Records of labeled points
--------------------

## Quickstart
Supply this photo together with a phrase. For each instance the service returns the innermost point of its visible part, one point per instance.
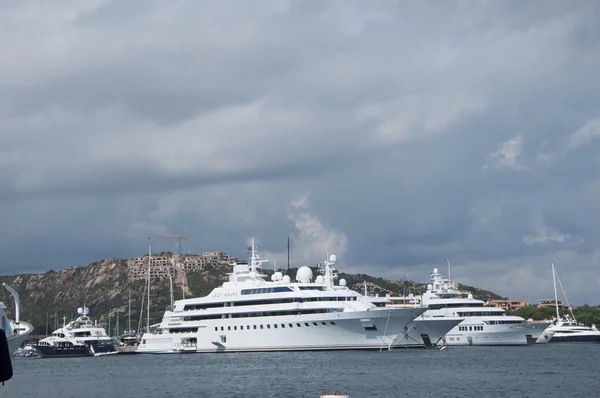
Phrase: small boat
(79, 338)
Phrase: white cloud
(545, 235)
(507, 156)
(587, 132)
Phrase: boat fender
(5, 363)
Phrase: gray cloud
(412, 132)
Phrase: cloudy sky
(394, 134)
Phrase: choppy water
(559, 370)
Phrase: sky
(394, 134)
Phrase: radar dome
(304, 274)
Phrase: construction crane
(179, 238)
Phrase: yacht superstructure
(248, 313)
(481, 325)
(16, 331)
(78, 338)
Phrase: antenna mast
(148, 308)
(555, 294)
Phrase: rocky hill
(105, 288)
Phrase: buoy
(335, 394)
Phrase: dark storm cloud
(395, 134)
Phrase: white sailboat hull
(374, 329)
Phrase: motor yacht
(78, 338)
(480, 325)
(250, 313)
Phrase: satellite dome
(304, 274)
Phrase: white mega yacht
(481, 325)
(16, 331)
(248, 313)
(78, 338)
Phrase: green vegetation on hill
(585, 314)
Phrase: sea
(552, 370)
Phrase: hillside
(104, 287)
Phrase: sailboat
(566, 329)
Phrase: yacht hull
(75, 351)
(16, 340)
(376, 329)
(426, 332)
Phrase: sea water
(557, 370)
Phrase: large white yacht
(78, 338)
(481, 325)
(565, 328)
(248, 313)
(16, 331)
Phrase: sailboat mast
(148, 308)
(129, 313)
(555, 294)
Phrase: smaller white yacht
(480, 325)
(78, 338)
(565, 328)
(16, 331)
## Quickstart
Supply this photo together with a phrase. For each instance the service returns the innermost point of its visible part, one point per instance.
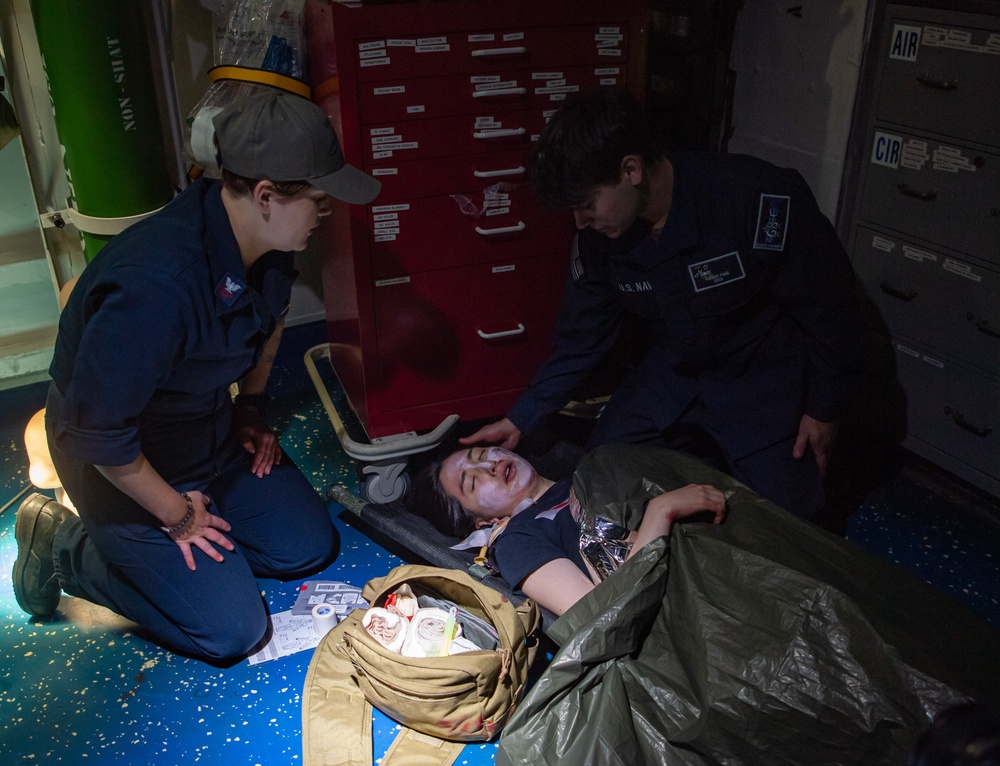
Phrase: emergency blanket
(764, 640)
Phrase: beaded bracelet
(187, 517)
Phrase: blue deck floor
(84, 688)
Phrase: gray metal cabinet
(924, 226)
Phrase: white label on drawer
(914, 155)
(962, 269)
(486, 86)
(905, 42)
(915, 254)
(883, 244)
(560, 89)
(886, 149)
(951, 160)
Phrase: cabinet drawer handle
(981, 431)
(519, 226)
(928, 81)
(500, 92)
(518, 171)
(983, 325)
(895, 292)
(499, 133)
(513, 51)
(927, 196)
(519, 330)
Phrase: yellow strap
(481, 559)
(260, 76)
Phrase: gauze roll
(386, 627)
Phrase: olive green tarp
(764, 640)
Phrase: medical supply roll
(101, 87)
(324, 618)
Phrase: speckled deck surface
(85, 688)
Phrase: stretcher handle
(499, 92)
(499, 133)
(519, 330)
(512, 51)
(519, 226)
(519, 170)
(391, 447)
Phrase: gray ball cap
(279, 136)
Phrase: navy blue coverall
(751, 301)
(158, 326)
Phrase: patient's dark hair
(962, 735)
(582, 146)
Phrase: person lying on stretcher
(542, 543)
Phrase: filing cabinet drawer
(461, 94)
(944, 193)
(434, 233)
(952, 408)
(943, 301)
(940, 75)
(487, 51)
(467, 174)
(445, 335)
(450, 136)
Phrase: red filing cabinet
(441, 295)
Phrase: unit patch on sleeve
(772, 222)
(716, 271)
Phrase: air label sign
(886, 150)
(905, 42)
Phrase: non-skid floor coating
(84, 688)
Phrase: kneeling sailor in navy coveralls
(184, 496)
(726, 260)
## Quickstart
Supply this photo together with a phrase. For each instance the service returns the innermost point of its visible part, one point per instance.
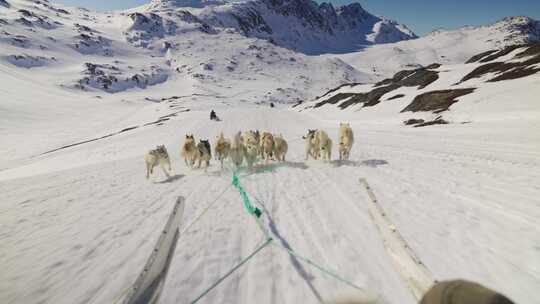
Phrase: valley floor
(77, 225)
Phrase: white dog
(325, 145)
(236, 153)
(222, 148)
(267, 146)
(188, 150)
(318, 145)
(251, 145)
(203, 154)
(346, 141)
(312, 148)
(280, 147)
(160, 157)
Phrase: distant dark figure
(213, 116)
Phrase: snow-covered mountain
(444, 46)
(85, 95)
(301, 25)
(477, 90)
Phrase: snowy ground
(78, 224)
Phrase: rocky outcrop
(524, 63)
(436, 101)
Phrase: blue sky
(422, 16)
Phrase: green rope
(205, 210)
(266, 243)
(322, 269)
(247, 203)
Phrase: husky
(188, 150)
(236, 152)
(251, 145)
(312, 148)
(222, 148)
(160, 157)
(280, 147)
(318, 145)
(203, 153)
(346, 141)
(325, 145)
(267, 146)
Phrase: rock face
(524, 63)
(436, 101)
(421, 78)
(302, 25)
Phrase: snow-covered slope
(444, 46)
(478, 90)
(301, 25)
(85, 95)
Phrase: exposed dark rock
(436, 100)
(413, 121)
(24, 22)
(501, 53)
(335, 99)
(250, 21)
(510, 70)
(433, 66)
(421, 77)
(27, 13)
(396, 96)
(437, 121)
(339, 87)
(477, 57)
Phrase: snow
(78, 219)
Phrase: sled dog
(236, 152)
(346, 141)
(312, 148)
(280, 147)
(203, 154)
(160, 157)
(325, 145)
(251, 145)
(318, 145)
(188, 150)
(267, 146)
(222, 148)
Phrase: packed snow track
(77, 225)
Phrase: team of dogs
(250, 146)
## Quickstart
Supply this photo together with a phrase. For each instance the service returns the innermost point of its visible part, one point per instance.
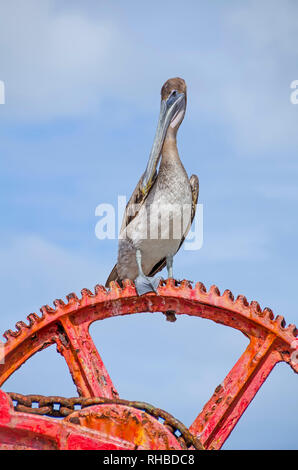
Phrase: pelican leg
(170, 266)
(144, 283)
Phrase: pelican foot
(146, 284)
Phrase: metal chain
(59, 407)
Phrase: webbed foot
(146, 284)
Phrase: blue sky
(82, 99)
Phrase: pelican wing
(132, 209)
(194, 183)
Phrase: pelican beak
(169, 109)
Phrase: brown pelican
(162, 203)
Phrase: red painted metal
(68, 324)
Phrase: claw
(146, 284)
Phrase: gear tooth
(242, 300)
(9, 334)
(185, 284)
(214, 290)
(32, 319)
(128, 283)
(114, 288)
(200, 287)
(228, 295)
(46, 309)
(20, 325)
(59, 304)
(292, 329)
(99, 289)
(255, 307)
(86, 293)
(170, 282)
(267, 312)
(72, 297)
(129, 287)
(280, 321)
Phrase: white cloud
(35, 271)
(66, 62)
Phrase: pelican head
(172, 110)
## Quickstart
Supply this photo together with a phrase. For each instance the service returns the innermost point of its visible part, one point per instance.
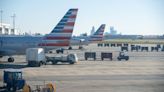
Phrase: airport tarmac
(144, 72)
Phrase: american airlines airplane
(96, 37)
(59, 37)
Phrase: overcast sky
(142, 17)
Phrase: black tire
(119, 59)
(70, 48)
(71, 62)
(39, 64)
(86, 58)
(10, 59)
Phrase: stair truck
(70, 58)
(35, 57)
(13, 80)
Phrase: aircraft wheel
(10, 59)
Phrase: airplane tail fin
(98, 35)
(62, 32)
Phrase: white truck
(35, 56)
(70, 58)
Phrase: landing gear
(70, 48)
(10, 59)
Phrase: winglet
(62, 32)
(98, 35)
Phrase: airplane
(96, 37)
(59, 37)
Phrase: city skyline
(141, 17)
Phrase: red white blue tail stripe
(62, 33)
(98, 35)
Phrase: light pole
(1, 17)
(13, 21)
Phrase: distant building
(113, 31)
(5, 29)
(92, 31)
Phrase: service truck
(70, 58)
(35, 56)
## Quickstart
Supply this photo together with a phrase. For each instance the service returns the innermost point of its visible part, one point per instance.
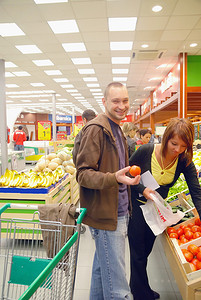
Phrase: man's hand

--------------------

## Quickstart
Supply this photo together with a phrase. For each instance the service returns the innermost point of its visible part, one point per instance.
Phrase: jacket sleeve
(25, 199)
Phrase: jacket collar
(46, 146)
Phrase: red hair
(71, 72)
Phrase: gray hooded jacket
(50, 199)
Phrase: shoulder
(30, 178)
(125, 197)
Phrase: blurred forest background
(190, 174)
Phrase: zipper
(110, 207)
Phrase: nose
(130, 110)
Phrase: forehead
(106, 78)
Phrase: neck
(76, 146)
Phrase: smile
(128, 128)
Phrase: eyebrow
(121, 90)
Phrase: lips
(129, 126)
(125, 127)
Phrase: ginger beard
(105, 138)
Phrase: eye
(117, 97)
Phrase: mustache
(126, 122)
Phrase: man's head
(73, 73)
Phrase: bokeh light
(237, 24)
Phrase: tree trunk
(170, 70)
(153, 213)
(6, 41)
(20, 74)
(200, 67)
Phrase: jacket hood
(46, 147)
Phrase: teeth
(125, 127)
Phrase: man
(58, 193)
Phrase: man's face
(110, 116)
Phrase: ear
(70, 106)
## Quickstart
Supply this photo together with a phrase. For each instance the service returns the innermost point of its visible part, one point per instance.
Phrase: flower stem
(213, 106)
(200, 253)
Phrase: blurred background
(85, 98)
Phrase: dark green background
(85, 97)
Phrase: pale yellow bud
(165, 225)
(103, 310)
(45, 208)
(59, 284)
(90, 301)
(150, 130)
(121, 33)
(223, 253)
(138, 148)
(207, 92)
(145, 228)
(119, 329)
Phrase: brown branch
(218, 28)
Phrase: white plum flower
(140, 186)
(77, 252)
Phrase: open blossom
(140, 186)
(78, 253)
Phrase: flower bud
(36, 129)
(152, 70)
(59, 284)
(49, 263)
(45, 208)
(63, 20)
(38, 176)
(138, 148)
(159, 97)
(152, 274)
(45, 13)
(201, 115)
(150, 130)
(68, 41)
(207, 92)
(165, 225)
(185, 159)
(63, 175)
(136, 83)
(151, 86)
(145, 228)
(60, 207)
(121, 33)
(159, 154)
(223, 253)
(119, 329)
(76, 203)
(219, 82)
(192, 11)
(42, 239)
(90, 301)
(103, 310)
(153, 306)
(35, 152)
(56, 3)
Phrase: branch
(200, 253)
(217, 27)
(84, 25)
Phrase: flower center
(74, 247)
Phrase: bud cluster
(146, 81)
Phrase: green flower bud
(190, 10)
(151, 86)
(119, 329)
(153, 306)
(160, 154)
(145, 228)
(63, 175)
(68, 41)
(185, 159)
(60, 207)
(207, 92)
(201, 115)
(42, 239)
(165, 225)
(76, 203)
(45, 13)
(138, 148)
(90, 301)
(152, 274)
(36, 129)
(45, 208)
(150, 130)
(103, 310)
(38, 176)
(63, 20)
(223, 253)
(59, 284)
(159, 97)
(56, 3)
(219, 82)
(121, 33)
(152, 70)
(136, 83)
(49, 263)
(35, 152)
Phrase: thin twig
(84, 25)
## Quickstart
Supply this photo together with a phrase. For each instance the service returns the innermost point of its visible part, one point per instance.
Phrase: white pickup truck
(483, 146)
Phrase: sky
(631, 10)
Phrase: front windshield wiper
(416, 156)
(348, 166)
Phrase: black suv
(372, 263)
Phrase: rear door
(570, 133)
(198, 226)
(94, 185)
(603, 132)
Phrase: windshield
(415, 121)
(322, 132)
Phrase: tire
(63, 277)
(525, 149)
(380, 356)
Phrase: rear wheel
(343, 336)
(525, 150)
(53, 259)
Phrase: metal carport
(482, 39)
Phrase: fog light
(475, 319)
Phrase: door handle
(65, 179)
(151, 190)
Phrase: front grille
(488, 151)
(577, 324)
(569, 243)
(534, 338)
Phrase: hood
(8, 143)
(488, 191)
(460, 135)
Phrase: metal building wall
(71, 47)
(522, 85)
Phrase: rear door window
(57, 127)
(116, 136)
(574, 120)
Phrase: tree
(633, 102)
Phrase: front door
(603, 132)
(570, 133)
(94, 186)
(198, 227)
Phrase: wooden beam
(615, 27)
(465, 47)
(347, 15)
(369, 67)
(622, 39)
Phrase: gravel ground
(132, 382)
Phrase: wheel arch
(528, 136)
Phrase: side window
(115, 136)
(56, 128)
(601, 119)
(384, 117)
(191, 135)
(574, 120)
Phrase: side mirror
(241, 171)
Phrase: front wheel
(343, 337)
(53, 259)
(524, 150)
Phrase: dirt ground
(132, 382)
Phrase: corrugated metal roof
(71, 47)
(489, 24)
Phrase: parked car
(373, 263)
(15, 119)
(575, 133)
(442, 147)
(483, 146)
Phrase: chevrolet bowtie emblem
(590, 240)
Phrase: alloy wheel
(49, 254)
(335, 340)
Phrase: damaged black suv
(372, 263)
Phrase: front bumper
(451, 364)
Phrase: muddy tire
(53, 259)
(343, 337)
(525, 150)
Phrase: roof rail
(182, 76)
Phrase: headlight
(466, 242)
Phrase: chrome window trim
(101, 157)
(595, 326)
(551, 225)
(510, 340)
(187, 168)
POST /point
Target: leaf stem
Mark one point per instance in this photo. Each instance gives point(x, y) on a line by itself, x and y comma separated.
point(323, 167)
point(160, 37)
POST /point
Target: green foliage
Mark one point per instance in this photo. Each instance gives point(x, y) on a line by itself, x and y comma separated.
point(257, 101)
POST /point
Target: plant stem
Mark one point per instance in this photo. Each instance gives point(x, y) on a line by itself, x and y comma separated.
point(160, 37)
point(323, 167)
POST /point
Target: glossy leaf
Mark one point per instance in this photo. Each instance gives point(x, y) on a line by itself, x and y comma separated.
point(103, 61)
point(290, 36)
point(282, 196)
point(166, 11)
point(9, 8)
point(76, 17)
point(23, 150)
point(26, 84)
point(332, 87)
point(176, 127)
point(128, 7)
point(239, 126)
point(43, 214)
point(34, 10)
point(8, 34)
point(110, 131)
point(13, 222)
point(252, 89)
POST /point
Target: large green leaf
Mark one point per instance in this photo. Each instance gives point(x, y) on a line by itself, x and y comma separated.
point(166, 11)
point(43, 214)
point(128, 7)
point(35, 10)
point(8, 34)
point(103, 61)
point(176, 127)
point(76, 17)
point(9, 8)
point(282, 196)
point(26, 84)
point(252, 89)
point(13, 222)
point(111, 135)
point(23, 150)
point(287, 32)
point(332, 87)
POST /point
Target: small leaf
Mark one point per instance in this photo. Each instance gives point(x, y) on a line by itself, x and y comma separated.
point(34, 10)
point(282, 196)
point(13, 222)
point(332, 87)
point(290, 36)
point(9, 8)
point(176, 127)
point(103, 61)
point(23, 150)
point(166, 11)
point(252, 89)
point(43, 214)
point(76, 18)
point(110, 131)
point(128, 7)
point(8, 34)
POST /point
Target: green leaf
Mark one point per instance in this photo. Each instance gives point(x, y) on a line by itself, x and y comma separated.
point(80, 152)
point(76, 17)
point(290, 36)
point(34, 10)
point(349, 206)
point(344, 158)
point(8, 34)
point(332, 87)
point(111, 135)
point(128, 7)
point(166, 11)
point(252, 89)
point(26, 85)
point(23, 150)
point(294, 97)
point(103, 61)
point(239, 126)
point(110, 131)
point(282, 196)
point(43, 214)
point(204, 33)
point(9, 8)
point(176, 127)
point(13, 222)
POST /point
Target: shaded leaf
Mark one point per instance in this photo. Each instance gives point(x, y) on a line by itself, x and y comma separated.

--------------------

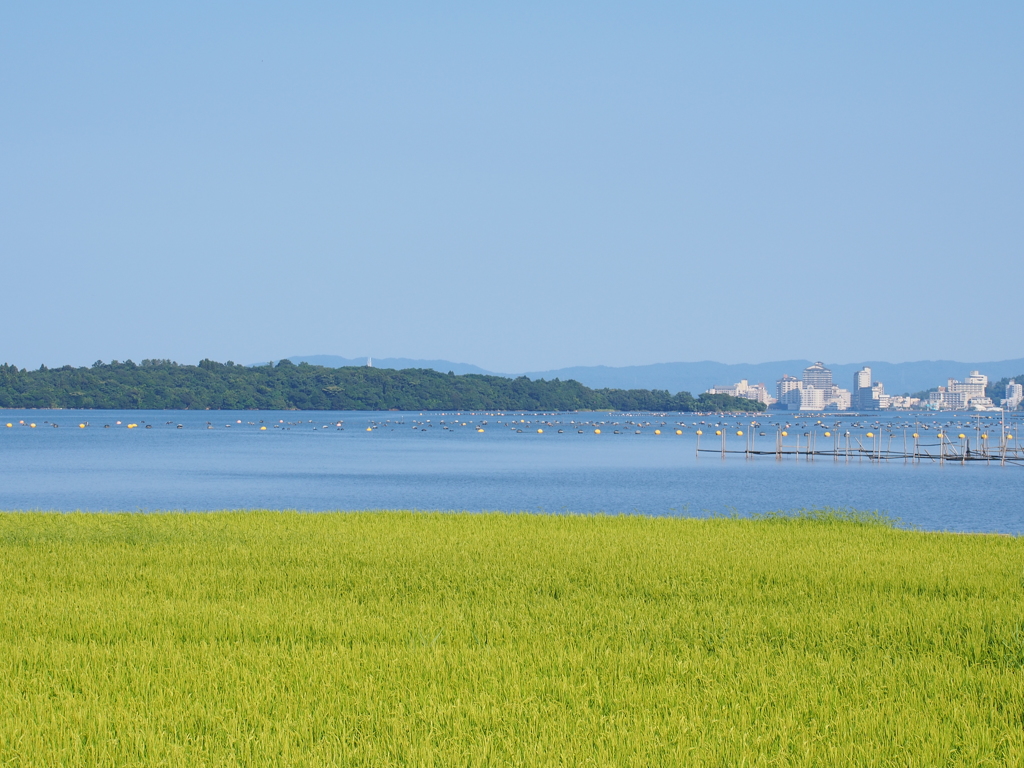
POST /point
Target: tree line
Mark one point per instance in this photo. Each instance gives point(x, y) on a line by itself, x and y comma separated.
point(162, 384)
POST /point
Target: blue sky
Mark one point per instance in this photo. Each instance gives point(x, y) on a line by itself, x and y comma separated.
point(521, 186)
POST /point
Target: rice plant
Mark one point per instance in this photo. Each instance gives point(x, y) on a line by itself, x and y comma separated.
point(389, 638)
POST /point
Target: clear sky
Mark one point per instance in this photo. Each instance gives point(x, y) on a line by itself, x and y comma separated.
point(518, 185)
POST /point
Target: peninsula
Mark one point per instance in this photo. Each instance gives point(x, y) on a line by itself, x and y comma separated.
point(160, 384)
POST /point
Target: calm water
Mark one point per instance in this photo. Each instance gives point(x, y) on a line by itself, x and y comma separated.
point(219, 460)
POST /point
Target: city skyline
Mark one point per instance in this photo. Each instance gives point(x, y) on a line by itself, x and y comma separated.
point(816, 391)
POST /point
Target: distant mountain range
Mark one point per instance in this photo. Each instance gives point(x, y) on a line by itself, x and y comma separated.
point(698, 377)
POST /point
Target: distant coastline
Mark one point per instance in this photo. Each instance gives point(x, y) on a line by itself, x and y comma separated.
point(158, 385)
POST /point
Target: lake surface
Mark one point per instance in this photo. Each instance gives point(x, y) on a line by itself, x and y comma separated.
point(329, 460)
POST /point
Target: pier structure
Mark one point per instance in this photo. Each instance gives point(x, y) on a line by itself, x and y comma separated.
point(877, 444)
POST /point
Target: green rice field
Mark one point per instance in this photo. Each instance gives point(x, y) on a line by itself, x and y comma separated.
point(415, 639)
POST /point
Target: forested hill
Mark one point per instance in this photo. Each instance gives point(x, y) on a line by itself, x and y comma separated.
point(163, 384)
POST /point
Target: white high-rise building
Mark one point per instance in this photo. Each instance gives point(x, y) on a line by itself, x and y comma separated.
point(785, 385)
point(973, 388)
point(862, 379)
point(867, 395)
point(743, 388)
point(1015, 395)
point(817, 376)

--------------------

### Exercise requirements
Which lines in the material above contain the string "sleeve"? List every one of them in full.

### Output
Phrase: unit patch on sleeve
Phrase: jacket sleeve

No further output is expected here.